[WHAT TO WORK ON] Rewrite the part of the listing that opens with the line containing "Reviewer note: verify one keypoint per instance of the canoe" and runs through the end of the listing, changing "canoe hull" to "boat hull" and keeping everything else the same.

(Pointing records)
------------

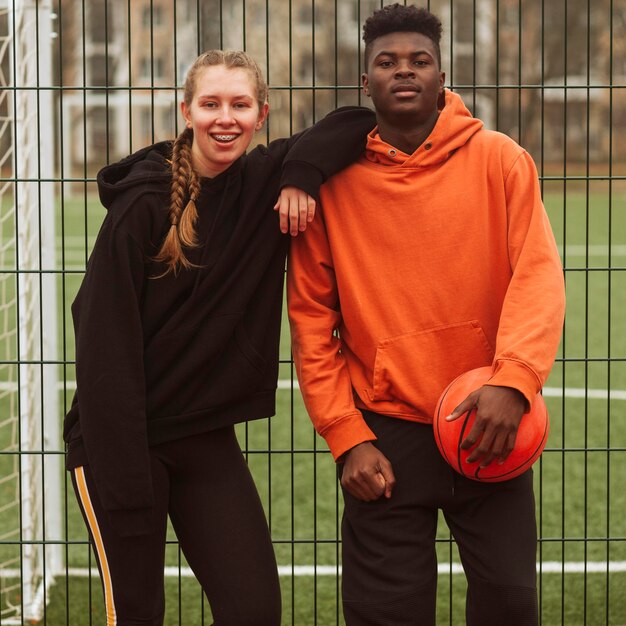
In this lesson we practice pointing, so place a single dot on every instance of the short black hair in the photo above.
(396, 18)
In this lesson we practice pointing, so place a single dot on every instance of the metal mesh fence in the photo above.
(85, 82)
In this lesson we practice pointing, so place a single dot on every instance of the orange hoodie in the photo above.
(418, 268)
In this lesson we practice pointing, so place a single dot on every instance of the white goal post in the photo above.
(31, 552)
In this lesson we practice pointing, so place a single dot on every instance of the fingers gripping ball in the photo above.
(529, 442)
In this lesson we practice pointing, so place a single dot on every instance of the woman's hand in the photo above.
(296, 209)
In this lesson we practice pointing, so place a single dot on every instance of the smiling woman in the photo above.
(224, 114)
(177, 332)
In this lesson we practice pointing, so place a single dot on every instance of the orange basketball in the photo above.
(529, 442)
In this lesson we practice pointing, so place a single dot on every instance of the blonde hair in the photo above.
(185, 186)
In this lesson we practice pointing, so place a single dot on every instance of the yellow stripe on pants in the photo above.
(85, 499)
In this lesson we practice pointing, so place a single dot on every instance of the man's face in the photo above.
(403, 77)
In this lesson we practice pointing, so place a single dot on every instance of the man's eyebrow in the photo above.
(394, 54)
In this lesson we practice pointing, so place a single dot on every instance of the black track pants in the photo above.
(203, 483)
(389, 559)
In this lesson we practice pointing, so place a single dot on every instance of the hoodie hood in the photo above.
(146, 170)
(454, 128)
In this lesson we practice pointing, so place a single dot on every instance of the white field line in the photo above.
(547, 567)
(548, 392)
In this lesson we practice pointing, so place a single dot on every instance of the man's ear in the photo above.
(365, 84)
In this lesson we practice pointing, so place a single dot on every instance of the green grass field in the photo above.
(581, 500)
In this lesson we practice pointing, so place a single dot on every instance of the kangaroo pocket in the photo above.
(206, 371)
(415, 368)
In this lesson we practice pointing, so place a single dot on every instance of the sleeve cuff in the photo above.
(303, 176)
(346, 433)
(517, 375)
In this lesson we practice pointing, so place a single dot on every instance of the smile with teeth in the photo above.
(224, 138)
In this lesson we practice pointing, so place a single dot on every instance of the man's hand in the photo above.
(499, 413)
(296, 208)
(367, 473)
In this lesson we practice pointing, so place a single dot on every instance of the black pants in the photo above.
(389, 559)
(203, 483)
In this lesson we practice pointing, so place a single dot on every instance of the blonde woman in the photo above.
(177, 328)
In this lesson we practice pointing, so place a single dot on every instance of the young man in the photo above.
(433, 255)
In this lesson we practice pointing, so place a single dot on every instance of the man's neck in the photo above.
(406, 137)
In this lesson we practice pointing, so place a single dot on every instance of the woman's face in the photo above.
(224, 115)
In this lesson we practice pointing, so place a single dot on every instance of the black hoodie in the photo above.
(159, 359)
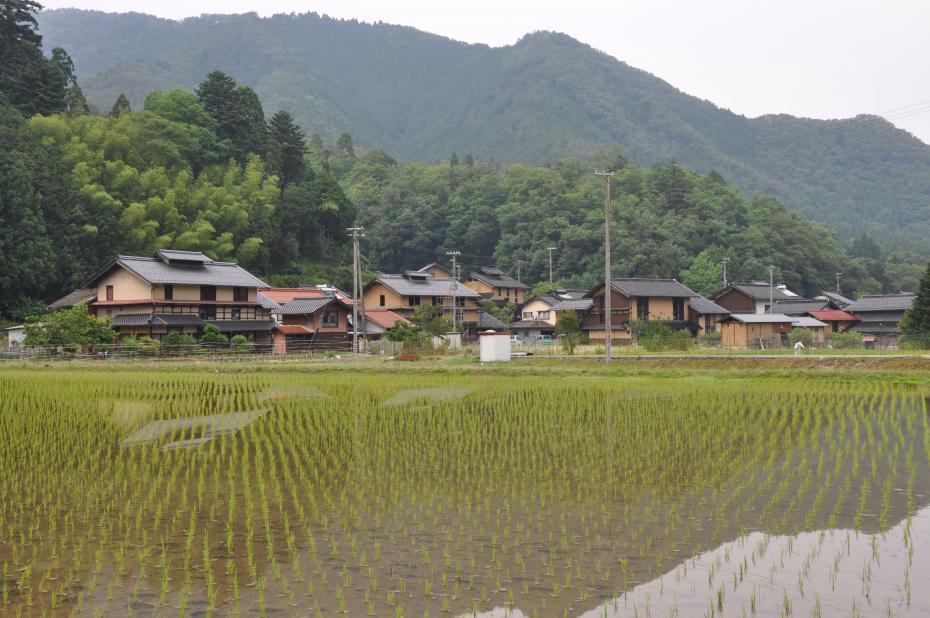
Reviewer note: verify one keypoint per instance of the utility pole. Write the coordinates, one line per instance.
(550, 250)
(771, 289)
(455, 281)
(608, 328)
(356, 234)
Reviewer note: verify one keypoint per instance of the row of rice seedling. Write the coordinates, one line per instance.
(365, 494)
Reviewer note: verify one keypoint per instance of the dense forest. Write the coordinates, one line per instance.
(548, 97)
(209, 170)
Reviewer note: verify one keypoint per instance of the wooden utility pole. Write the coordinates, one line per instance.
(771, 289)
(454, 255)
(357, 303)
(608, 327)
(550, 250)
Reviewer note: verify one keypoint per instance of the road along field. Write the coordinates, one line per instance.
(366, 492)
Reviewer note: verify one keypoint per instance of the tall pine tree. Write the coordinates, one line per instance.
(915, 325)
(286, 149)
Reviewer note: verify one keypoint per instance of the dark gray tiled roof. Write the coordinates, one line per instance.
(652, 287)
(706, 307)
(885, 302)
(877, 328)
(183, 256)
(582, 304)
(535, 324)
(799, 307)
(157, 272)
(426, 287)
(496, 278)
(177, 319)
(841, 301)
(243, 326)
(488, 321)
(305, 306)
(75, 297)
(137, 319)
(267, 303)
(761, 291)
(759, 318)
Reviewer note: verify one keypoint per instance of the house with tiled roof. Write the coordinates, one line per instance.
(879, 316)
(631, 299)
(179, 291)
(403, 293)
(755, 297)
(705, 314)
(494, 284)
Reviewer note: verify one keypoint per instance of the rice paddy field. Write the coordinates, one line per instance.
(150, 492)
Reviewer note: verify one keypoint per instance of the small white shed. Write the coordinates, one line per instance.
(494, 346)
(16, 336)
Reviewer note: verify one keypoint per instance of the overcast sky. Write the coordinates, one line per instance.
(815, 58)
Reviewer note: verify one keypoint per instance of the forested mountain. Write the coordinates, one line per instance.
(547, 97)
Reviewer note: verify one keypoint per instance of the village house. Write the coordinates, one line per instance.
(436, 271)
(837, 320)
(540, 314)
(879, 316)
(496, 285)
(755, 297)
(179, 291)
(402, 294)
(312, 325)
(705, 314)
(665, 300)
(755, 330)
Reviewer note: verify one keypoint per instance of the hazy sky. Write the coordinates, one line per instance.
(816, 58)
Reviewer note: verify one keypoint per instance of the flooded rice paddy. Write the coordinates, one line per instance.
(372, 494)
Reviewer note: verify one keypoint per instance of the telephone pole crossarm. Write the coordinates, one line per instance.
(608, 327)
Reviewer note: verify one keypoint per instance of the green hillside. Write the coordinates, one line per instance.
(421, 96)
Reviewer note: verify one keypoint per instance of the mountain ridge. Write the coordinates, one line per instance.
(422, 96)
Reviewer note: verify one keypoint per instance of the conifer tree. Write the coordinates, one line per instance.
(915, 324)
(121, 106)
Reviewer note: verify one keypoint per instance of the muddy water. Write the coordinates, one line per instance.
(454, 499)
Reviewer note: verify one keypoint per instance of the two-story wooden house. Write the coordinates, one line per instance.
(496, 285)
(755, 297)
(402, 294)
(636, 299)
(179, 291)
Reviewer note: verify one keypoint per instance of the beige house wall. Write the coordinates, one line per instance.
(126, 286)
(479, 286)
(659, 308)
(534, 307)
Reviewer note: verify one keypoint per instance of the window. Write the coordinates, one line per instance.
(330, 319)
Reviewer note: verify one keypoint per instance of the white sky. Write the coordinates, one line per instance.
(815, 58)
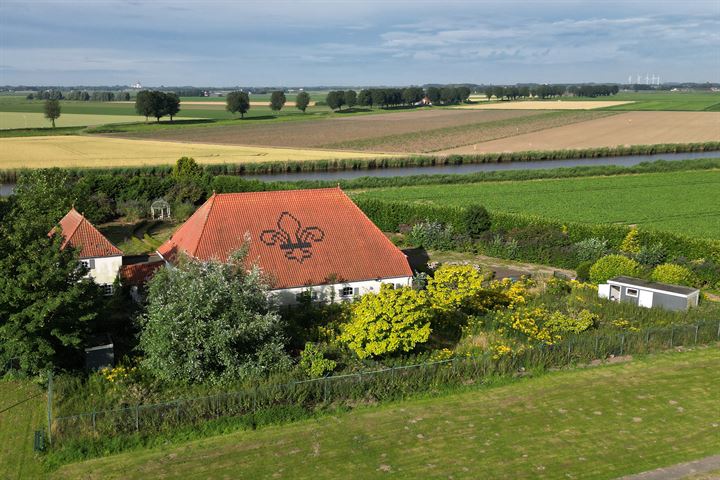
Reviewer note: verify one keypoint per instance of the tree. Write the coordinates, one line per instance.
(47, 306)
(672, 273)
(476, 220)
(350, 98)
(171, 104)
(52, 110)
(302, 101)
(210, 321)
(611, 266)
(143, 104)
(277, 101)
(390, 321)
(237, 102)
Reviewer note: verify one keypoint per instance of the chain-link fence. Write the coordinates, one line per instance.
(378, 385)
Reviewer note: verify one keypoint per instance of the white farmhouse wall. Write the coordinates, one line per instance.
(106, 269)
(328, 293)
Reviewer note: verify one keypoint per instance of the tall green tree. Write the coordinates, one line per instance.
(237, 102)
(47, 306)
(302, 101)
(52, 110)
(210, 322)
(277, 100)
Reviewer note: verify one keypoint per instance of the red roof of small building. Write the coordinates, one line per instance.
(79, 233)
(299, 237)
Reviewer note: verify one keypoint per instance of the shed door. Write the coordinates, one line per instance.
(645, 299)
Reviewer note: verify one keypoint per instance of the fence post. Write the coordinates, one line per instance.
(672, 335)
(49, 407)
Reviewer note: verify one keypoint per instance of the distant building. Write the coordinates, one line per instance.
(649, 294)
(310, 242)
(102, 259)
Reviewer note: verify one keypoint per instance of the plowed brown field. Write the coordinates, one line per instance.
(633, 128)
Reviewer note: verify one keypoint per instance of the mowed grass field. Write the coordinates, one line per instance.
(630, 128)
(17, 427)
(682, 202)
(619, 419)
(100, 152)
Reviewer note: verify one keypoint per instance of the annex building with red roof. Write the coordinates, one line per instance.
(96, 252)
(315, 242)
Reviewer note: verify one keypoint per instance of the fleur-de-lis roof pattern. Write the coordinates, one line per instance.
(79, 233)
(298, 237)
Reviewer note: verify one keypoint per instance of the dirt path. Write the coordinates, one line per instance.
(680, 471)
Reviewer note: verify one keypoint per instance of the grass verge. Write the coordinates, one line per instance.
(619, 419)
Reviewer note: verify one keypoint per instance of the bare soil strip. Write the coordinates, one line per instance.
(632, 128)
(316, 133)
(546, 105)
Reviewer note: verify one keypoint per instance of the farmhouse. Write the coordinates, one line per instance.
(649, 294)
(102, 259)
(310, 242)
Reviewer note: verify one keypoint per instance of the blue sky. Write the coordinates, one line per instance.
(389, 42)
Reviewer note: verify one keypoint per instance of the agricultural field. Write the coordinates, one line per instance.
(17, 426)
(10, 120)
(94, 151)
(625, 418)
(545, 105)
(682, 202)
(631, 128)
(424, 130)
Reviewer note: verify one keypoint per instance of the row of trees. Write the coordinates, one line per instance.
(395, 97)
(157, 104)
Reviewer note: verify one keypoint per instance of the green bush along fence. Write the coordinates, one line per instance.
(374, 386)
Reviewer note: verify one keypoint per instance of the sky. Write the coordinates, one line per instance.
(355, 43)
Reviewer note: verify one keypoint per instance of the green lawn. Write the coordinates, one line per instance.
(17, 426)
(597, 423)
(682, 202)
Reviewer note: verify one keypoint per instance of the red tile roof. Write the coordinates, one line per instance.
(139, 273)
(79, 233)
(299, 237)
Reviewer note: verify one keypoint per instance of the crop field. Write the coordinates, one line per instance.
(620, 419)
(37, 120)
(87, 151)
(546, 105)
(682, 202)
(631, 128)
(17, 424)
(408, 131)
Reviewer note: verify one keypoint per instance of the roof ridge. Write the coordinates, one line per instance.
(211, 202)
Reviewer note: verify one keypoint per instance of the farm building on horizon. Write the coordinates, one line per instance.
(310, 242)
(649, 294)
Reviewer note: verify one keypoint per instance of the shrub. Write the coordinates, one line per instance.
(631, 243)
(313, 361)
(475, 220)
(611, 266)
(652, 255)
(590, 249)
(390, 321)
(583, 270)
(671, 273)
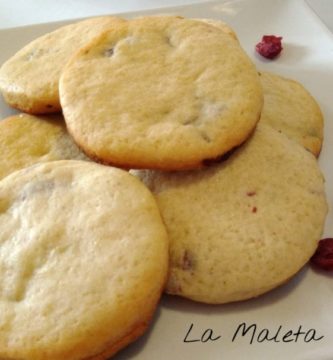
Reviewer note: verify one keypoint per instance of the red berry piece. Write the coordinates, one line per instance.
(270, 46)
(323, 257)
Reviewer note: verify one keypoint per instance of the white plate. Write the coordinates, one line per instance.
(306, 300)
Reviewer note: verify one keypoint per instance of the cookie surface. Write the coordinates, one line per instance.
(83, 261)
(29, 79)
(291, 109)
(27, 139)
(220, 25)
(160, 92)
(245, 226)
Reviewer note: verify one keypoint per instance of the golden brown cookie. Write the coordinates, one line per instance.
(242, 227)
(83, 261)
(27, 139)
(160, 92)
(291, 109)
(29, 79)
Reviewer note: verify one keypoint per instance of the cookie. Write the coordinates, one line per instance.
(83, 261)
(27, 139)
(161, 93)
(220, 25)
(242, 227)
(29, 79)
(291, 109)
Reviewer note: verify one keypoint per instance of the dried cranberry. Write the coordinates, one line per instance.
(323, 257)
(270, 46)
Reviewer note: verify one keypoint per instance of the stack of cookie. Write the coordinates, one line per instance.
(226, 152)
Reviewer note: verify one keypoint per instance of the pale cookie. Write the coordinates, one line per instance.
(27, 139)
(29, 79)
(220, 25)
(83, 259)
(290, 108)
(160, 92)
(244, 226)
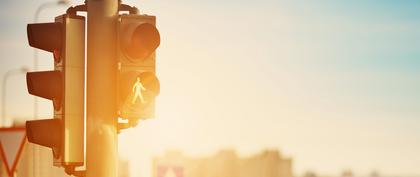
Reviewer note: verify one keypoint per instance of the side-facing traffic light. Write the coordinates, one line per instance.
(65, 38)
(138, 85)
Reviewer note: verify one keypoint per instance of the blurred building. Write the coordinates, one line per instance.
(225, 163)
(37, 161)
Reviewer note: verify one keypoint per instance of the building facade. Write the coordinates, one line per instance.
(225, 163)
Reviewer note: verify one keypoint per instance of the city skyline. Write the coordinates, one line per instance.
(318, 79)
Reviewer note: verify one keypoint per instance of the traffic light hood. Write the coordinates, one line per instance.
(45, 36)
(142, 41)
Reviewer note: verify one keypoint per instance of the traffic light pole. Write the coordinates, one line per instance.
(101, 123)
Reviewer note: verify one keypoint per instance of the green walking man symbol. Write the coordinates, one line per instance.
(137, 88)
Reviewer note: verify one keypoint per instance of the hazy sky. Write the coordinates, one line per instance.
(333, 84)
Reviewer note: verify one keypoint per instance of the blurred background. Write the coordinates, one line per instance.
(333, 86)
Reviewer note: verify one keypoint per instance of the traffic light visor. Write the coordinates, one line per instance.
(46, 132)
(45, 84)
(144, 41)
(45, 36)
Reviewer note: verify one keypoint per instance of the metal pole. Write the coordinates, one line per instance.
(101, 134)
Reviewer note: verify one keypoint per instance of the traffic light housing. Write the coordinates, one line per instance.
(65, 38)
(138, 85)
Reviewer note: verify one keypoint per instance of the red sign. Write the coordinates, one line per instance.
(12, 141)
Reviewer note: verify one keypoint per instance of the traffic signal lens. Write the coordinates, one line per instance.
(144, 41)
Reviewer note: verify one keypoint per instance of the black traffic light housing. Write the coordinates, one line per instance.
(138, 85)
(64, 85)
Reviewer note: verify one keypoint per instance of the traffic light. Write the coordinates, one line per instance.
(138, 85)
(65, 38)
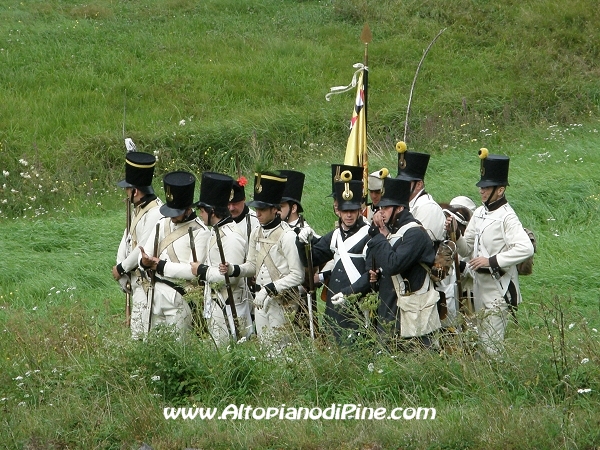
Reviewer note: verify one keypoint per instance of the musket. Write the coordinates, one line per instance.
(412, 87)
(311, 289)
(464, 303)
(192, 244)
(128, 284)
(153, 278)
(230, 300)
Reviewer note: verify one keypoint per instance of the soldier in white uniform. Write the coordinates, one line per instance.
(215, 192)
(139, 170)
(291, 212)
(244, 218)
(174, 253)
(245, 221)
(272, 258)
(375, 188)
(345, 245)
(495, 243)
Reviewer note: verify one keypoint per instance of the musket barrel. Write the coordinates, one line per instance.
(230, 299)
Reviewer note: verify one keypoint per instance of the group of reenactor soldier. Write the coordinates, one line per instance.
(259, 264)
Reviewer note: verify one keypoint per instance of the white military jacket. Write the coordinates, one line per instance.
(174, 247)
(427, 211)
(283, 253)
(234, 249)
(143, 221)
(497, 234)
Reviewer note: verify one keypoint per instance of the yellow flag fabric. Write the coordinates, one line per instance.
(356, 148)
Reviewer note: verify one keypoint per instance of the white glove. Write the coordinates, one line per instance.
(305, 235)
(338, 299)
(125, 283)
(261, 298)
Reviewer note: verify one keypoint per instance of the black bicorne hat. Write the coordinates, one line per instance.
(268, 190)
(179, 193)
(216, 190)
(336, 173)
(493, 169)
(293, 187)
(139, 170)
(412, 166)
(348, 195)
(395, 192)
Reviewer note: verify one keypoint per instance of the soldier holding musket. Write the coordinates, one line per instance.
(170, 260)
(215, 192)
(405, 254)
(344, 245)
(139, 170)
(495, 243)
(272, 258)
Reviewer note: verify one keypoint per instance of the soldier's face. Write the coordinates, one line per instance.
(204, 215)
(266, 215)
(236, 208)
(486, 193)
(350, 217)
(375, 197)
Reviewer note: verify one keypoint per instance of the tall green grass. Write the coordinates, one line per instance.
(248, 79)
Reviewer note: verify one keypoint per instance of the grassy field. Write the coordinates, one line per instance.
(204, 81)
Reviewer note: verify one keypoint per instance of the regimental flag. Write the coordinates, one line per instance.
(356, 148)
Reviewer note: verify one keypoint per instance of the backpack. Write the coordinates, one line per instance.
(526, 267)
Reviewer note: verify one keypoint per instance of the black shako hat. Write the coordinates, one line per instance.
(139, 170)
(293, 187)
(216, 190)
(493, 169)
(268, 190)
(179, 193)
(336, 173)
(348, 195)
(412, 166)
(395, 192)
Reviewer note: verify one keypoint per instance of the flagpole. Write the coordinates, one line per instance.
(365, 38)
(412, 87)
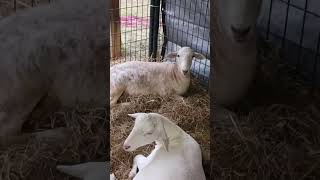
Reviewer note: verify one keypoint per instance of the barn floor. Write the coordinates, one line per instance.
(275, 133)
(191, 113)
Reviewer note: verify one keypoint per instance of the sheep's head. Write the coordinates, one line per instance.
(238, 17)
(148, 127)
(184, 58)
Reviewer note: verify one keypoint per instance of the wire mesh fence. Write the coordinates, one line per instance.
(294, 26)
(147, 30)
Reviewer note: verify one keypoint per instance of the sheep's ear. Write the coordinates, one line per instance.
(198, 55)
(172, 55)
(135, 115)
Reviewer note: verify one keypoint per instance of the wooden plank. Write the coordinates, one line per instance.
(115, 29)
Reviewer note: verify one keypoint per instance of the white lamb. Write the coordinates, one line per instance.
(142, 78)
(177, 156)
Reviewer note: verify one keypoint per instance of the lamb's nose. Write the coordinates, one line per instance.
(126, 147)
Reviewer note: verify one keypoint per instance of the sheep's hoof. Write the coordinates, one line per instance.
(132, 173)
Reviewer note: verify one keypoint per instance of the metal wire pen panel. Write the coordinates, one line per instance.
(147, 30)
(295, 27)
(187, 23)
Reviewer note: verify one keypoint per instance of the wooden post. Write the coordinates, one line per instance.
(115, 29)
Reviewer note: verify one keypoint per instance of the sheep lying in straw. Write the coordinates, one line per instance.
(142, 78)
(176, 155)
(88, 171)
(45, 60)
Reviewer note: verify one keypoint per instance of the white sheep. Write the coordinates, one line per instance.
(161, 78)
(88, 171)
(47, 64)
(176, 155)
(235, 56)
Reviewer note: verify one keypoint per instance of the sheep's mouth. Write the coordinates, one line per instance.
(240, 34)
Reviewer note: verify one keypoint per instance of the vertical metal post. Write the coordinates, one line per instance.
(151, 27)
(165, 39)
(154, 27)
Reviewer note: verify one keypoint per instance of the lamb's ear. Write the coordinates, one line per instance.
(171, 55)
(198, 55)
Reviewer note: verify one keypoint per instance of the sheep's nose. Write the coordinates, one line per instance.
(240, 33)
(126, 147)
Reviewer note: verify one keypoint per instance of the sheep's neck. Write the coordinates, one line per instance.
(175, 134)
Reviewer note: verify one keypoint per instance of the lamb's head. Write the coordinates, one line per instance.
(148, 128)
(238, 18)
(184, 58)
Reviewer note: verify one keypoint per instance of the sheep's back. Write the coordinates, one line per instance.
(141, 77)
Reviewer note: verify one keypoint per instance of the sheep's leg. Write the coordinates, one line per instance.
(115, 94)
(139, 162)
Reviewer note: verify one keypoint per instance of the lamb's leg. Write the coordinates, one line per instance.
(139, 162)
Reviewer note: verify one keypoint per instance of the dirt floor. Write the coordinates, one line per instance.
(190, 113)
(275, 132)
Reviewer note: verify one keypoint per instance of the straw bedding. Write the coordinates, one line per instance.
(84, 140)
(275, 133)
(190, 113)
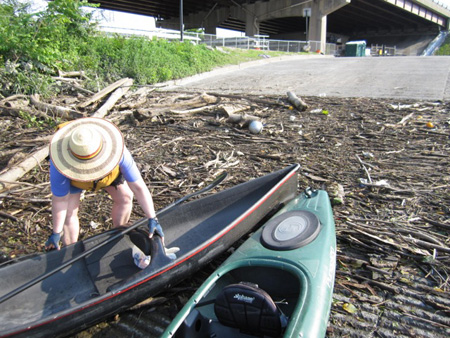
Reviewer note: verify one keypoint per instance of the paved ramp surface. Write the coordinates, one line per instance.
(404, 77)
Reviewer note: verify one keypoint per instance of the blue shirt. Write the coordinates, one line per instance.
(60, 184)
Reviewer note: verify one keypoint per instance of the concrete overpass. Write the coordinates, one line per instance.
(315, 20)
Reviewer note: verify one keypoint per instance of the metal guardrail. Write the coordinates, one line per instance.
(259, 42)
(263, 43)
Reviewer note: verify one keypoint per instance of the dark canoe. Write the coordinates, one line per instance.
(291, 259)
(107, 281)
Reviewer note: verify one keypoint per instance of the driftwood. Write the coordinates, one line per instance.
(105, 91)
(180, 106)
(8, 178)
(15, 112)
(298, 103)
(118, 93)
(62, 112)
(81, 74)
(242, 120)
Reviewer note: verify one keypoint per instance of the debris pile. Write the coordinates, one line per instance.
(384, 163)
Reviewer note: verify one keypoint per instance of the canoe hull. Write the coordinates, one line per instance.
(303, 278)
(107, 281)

------------

[CORRECT RESPONSE]
Reviewer note: verify one keypoint per instance of the boat hull. Write the coordinates, one line per instance.
(303, 278)
(107, 281)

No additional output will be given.